Prompt A:
Filter the entries and copy every line that contains the string "water".

To further examine this isomerization mechanism, we employed phase-only shaping with a time-domain pulse parameterization18, rather than the standard frequency-domain parameterization used in the previously described experiments. In this scheme, our optimal pulse is built out of a series of Gaussian shaped pulses and the parameters controlled by the learning algorithm are the duration, amplitude and separation between the individual pulses. Using this parameterization and a set of three Gaussian pulses (see Fig. 3g,h), we were again able to double the CH2+/CH+ ratio. The reduced parameter set also converges to a solution much faster (five generations) than the original frequency domain method (≈20 generations). Importantly, the multiple-pulse solution appears general.

Dataset rows:

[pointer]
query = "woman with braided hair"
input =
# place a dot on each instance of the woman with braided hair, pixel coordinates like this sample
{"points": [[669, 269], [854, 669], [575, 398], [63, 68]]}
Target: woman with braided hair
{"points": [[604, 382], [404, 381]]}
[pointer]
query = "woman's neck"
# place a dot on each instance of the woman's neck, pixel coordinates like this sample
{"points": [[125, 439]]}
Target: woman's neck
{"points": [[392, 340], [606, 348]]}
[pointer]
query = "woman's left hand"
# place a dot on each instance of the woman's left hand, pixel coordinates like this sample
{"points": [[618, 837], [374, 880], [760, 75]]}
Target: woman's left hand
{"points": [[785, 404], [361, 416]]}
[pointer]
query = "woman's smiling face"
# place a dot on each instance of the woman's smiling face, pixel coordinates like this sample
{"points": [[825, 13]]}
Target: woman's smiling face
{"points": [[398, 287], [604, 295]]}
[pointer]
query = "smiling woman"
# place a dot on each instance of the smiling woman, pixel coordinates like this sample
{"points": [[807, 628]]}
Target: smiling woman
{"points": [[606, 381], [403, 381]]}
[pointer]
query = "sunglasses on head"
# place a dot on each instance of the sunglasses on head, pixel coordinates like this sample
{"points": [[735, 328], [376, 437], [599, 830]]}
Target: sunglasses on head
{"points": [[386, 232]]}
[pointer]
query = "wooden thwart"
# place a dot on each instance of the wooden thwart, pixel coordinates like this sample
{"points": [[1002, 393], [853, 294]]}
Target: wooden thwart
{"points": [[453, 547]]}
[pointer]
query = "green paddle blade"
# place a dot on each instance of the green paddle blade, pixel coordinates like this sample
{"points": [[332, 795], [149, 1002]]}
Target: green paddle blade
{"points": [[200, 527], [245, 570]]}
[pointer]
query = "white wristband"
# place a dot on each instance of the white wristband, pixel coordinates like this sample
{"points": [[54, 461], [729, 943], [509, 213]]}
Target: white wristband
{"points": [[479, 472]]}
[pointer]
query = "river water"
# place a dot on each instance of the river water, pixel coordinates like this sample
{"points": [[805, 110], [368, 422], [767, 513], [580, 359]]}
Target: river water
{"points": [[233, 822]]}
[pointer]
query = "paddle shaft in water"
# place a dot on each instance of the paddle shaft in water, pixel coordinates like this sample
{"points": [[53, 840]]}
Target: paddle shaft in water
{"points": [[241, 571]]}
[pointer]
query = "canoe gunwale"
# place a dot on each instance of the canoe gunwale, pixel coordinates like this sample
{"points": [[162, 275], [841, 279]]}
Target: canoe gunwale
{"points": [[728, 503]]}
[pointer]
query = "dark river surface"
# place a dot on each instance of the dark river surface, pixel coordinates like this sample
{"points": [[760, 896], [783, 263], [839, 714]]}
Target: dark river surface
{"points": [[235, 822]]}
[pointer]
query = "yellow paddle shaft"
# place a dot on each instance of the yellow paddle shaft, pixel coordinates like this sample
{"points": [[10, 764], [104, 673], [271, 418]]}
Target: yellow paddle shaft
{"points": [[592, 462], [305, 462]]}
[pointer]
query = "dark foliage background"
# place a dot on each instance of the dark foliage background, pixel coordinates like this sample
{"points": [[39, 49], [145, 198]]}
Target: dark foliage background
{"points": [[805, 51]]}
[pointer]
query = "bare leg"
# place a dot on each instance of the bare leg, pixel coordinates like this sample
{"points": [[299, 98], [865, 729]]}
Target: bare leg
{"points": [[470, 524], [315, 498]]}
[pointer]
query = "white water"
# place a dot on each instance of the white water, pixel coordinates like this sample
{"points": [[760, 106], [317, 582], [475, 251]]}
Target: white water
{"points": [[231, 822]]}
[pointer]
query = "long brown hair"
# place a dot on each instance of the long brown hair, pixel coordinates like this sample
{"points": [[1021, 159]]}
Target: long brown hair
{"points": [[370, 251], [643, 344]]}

Prompt B:
According to the pulse-shaping excerpt, why did the researchers turn to a time-domain pulse parameterization, and what did the learning algorithm control under that scheme? Answer in one to three sentences.

Full solution A:
query = "river water"
# place a dot on each instance of the river water, pixel coordinates like this sample
Target: river water
query = "paddle shaft in water"
# place a dot on each instance of the paddle shaft in water, pixel coordinates like this sample
Target: paddle shaft in water
query = "white water"
# place a dot on each instance of the white water, pixel coordinates like this sample
Target: white water

Full solution B:
The researchers used phase-only shaping with a time-domain parameterization, instead of the standard frequency-domain one, to further examine the isomerization mechanism. In this scheme, the optimal pulse is built from a series of Gaussian pulses. The learning algorithm controlled the duration, amplitude, and separation of those individual pulses.